### YOUR GOAL
Please identify every line in the records below that contains the word "patio" and copy each of those lines.

### Location labeling records
◇ ◇ ◇
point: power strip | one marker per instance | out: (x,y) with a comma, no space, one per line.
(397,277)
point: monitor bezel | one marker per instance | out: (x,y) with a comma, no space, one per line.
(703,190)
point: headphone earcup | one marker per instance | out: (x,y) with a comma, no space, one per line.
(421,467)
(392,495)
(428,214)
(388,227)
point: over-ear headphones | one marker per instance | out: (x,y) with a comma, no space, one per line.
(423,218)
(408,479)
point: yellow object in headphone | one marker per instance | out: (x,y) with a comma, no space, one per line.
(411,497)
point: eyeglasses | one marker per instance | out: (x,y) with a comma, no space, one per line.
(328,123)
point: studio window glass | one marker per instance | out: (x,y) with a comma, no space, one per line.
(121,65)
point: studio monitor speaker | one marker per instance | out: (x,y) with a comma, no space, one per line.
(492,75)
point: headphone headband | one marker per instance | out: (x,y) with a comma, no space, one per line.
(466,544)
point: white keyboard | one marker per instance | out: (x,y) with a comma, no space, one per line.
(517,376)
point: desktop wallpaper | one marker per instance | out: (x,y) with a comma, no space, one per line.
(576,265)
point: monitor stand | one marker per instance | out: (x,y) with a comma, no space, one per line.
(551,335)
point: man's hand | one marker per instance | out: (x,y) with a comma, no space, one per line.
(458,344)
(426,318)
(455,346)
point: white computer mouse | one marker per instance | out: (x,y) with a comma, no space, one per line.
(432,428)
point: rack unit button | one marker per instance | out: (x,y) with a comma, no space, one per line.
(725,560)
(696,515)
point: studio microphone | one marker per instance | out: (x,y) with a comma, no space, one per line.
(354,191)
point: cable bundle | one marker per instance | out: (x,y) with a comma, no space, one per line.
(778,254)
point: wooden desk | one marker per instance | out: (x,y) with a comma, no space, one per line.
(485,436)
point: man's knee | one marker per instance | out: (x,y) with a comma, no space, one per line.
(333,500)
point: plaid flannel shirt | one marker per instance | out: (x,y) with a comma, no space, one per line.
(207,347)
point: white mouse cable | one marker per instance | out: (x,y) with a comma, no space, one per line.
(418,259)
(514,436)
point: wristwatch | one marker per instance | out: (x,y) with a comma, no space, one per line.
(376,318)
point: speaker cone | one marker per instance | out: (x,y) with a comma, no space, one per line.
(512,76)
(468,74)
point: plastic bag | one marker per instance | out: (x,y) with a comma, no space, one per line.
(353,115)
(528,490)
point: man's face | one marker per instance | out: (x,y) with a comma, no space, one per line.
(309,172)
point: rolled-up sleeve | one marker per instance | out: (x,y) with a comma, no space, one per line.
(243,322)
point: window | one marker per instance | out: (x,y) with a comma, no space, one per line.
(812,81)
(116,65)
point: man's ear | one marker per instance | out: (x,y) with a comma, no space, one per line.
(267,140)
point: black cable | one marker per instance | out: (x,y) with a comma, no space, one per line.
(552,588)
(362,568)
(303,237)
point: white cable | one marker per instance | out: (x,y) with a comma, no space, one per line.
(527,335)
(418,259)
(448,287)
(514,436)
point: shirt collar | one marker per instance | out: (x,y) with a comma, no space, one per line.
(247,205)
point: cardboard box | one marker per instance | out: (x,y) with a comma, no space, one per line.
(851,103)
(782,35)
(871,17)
◇ ◇ ◇
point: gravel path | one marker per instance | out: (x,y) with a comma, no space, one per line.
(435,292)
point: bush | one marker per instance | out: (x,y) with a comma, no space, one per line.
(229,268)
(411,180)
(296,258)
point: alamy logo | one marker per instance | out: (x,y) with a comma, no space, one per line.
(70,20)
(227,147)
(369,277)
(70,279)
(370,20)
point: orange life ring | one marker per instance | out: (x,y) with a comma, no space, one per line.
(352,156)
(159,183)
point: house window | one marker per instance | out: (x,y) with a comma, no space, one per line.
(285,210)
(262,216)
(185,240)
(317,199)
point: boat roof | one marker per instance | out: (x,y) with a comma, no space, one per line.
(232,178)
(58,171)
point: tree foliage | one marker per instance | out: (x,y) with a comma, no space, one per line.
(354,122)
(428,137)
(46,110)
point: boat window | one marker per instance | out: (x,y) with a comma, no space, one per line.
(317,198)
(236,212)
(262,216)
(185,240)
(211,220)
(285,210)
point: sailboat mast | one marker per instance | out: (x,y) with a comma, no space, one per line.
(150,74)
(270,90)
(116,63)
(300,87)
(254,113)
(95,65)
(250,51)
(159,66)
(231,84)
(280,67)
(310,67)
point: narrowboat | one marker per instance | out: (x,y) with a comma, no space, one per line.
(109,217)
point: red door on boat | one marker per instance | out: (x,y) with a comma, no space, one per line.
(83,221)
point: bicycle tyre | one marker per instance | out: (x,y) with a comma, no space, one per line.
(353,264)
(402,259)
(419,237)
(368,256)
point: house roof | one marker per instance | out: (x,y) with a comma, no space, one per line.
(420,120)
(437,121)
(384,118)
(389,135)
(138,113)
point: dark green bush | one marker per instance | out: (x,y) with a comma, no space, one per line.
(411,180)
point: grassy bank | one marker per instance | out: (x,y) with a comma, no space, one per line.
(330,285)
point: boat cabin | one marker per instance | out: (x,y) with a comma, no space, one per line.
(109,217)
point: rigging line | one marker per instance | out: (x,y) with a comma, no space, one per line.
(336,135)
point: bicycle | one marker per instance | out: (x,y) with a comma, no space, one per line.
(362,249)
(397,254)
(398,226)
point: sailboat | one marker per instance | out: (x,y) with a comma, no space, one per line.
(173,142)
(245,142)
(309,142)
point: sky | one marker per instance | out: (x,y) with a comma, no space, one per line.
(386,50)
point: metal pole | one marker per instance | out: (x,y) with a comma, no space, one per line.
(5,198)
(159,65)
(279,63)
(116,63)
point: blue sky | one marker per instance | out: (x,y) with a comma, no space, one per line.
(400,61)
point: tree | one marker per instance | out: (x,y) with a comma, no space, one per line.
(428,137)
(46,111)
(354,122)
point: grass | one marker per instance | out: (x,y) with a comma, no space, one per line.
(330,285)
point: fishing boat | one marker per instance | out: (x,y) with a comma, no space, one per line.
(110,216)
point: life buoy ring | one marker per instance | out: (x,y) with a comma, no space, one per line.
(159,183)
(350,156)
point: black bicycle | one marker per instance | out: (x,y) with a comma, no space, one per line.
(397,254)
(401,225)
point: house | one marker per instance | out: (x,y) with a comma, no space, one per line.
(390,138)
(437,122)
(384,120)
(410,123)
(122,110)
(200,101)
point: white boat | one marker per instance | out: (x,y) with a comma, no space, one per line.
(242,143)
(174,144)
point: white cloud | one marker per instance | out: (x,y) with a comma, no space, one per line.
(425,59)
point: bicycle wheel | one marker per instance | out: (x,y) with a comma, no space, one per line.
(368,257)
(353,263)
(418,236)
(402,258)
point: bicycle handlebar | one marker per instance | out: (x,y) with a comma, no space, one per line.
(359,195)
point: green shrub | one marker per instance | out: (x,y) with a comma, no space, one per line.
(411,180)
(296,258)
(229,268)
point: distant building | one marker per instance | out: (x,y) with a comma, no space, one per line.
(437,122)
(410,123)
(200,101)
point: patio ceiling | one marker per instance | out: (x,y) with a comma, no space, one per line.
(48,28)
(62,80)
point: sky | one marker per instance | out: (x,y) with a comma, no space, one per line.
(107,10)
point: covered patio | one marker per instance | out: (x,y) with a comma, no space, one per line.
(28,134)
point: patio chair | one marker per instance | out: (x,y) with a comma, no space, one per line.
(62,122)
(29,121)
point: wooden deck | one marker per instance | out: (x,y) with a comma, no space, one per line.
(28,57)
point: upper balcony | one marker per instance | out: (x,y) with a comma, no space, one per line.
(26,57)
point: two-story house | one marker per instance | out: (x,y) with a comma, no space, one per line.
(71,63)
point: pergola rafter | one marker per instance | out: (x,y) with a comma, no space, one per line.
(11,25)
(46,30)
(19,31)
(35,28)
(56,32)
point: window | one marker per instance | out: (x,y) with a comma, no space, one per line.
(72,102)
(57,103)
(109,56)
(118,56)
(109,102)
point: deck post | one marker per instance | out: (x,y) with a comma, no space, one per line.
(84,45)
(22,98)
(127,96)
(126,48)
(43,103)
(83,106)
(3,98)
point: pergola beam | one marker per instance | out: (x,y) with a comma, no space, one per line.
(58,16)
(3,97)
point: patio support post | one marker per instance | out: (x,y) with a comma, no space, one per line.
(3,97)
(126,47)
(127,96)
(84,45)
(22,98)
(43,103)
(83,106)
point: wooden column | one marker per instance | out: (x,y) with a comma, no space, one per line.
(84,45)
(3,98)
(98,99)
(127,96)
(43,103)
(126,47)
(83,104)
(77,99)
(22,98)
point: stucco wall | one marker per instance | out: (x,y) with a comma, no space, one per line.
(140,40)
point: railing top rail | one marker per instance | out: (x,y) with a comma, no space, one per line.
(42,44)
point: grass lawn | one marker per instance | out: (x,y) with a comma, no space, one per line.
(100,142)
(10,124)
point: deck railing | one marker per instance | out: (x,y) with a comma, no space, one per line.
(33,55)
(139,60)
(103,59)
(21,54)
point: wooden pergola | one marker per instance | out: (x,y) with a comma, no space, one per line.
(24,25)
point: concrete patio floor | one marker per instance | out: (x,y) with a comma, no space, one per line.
◇ ◇ ◇
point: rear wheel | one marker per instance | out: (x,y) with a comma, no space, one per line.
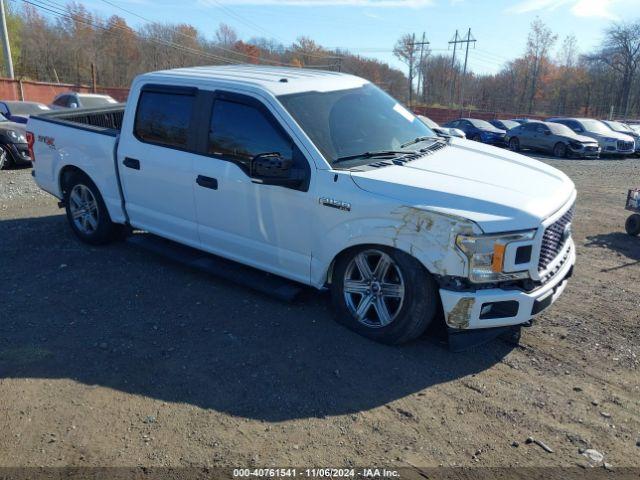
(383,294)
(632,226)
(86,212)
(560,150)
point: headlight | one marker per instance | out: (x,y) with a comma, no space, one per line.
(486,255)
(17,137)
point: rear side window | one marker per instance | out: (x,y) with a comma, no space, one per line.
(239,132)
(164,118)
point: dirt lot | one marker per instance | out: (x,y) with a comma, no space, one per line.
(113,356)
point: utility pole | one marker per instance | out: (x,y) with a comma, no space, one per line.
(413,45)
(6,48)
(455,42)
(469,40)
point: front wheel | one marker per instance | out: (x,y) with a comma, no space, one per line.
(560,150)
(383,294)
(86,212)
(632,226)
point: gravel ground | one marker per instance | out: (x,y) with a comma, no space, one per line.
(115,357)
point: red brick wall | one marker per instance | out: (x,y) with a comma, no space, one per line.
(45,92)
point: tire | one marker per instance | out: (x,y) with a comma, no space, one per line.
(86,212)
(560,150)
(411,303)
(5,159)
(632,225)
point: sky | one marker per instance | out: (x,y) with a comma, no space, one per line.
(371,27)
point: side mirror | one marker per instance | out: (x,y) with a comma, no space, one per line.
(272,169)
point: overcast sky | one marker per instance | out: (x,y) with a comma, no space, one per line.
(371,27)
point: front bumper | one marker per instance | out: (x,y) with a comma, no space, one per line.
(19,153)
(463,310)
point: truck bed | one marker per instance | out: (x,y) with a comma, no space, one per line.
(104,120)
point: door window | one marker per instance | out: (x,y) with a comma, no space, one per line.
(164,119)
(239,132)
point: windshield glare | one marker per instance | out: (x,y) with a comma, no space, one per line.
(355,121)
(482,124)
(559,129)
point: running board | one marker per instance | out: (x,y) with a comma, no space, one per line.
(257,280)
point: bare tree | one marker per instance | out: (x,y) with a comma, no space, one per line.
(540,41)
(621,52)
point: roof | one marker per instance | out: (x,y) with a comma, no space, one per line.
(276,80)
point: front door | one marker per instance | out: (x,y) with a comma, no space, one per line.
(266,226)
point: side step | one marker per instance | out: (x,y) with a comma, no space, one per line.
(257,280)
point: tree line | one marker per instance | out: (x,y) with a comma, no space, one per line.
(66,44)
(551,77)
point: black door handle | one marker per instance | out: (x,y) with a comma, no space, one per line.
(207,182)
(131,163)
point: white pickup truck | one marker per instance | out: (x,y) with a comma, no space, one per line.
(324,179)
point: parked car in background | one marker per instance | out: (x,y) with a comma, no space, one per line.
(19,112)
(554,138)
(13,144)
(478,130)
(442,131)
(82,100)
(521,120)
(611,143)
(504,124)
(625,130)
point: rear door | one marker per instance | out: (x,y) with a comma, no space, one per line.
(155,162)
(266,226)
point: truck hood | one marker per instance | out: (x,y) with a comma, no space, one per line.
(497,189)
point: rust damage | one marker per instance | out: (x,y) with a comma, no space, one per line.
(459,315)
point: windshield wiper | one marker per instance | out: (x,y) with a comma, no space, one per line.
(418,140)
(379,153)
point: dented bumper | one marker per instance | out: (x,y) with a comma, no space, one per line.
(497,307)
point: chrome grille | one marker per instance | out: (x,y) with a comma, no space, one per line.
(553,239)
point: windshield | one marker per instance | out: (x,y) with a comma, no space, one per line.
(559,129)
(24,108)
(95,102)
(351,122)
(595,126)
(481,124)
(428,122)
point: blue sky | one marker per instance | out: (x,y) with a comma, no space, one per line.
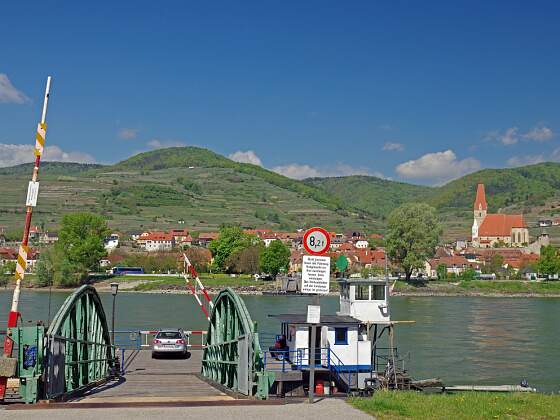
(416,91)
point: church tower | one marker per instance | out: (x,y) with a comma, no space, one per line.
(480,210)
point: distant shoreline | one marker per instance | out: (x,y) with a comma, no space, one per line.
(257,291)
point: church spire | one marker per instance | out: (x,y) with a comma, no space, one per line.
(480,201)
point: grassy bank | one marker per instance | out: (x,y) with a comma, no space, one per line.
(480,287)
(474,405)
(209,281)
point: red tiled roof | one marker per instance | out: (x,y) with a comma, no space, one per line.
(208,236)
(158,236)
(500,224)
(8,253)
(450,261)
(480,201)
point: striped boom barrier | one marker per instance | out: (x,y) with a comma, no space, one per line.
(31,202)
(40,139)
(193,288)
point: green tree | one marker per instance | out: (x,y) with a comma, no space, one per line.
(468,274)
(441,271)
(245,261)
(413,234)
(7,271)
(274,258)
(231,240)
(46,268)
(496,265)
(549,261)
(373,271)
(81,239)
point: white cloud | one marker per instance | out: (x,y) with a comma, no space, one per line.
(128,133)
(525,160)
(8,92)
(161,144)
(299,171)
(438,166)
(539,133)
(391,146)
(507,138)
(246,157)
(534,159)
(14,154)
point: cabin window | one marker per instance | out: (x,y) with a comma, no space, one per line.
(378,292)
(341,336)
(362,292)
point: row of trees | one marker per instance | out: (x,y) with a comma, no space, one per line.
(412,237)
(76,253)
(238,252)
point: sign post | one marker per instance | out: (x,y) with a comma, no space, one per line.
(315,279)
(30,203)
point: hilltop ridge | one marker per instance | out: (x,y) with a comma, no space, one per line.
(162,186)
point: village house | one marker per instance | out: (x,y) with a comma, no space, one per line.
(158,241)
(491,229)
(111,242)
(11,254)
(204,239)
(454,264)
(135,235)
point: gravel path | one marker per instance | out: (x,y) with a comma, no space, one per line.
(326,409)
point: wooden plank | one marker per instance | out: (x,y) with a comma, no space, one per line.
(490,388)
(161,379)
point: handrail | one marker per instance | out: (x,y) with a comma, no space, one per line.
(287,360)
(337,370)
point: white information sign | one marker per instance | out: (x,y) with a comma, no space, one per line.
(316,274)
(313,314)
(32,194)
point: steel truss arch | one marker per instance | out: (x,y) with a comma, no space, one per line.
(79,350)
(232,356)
◇ ◇ ◇
### EXERCISE ANSWER
point: patio ceiling | one marker per instance | out: (x,y) with a comma, no space, one per line.
point: covered patio | one marker per instance | out: (x,y) with a comma, no space, one per line.
point: patio chair | one marker per instance | out: (x,y) with a comma, no space, one per line.
point: patio support post | one marker per instance | out: (x,y) with a comma, no space, one per line.
point: concrete patio floor | one marker per instance | out: (x,y) with a comma, no space, one per line.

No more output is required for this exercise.